--- Exercise goal ---
Where does the string "bubble" occur in the records? Copy each line that holds it.

Data items:
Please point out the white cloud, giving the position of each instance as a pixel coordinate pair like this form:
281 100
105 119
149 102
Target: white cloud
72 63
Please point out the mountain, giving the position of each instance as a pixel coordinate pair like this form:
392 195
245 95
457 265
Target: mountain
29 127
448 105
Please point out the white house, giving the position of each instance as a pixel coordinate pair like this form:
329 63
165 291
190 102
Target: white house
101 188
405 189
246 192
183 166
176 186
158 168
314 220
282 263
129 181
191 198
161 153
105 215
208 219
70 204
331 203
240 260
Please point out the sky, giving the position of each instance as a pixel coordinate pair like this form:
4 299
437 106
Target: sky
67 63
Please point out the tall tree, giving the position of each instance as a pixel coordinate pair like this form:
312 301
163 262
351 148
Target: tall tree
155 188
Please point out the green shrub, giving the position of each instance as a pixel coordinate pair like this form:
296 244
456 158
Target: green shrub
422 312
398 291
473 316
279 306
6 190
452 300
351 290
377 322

* * *

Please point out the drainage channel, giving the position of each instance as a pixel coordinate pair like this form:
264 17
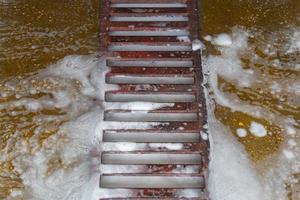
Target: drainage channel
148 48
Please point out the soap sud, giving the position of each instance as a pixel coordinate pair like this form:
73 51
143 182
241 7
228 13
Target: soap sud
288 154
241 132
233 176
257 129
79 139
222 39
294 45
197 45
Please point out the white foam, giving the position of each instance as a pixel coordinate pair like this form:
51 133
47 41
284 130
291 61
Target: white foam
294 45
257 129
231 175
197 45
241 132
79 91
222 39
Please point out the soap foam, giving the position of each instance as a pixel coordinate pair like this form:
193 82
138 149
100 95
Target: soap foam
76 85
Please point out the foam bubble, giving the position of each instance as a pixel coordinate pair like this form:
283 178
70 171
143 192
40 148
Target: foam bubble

...

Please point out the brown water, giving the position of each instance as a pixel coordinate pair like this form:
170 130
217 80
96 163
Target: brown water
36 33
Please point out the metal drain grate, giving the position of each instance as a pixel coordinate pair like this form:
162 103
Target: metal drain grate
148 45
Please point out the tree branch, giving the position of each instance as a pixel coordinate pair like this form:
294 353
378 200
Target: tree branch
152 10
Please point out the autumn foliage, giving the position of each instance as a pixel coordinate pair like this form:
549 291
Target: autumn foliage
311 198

--- Written solution ---
Please point out the foam bubble, giving the position of each instance as a pixel coordinate pair like this form:
Target: foam bubble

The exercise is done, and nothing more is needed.